ESTRATTO DEL TESTO ->
....................

Io li ho conosciuti quasi tutti, il mio trascursus in Salini Impregilo è disegnato in venticinque anni di frequentazione non continuativa. Entrai in Salini la prima volta nel 1992, poi nel 2009, nel 2014 e infine nel 2016 alla cui fine sono definitivamente uscito. Un ciclo si era concluso. 

Non ho mai lavorato al COCIV, meno male, e quindi sono uno spettatore esterno. Quando scoppiò il caso inviai, senza saperlo, una email al mio capo non ricevendo alcuna risposta. All'oscuro di tutto, mi dissero che aveva dei problemi personali, pensai a una malattia, un incidente. Mai e poi mai avrei immaginato la verità: Corruzione, arrestato (Piersandro) nell'ambito dell'inchiesta COCIV e la corruzione da essa derivata.

Ora che non lavoro più per l'azienda e i tempi sono maturi, ora che non devo più aver paura di farmi tagliare virtualmente le gambe dagli amici degli amici che si preoccuperebbero per non farmi più assumere da nessuno, ora pubblico l'articolo, già pubblicato su Dagospia al quale allego l'ordinanza della procura sperando che il tutto possa servire a capire.

In Italia non cambierà mai nulla, godiamoci il momento e restiamo pronti per il prossimo scandalo. Niente di nuovo sotto al sole Signora Longari, direbbe un attempato Mike Bongiorno, buona lettura.

SE NON BASTAVANO I SOLDI SI PASSAVA AI RICATTI

Il sistema era, a suo modo, semplice e funzionava così. Sempre. Quale che fosse la grande opera da portare a termine (si fa per dire). E non era un Sistema nuovo, come le inchieste della Procura di Firenze nel 2010 avevano già documentato. Sfruttava l’inganno, il “baco” della Legge Obiettivo sulle Grandi Opere del 2001.

Quello per il quale il controllore (il direttore dei lavori) veniva scelto dal controllato (le aziende costruttrici). Giampiero de Michelis, ingegnere e direttore tecnico, ha potuto giocare così su due tavoli: su quello dei committenti dell’opera. Entrambi i tavoli, naturalmenete, erano truccati. De Michelis, il “mostro”, aveva anche un socio occulto, Domenico Gallo. Gallo guadagnava. De Michelis guadagnava.

....................

MATERIALE DI PARTENZA ->
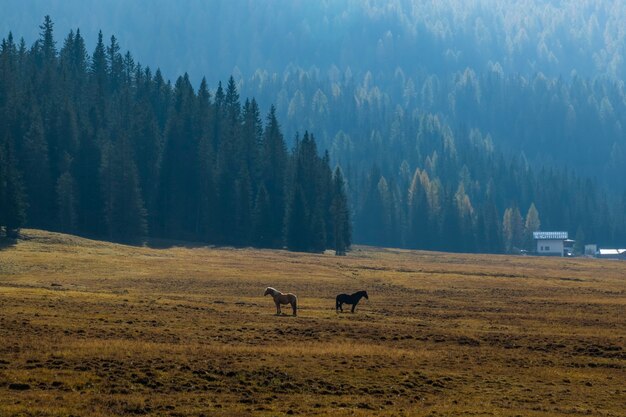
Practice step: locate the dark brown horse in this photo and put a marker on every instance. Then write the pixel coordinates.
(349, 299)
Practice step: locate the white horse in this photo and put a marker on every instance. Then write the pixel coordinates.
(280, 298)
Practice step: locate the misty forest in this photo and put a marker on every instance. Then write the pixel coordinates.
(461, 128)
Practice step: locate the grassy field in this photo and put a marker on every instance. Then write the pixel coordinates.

....................

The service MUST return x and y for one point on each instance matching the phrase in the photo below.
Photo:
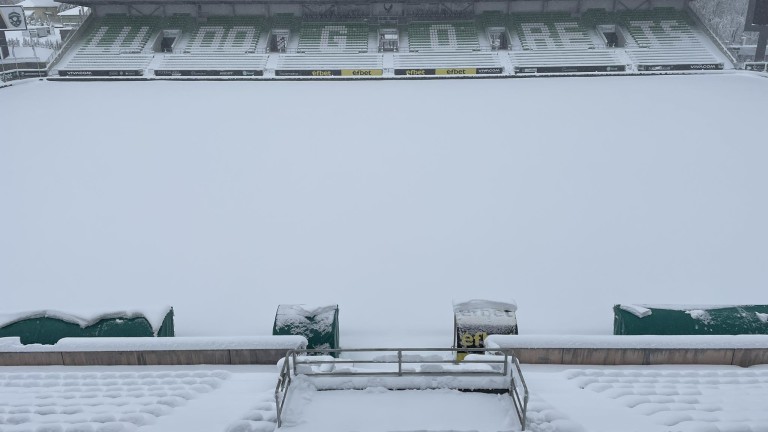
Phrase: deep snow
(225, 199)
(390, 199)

....................

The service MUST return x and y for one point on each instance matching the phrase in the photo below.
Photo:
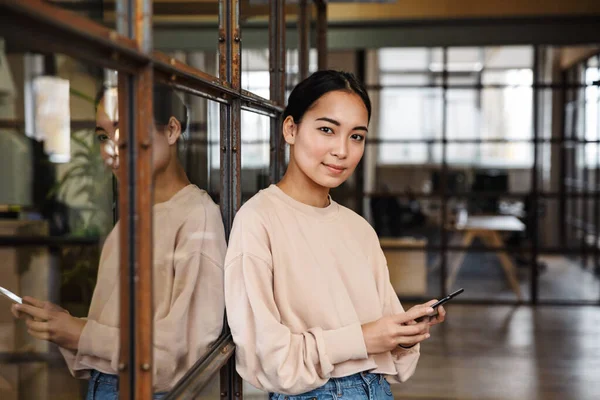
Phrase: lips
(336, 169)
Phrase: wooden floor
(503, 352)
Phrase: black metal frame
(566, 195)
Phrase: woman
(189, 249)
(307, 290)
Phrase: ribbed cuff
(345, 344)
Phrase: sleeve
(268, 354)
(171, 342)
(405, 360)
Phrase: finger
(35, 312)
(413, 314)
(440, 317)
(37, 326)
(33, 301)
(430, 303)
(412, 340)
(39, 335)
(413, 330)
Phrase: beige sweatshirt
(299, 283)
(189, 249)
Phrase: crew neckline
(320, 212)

....................

CONSEGNA ->
Nel testo sul caso COCIV, partendo da "In Italia non" e proseguendo fino a "Bongiorno, buona lettura.", rinomina "scandalo" in "caso" e riporta il passo con la modifica.

SOLUZIONE ->
In Italia non cambierà mai nulla, godiamoci il momento e restiamo pronti per il prossimo caso. Niente di nuovo sotto al sole Signora Longari, direbbe un attempato Mike Bongiorno, buona lettura.